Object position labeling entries
☆ ☆ ☆
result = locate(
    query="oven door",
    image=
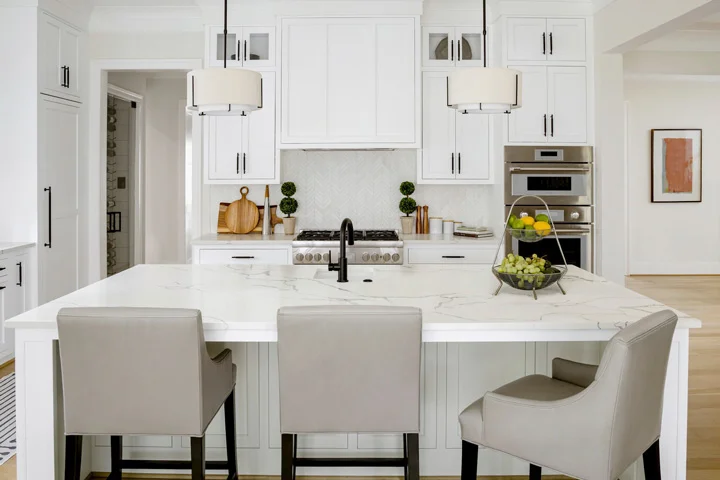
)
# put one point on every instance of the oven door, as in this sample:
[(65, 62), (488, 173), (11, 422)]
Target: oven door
☆ ☆ ☆
▸ **DIRECTIONS**
Pull out every line of the material that contains the string "door", matching case exactly, and copy each of those lines in full.

▸ **THE OUTPUT**
    query="oven door",
# put one point on every instance of the oven door, as in this sample:
Target: oven door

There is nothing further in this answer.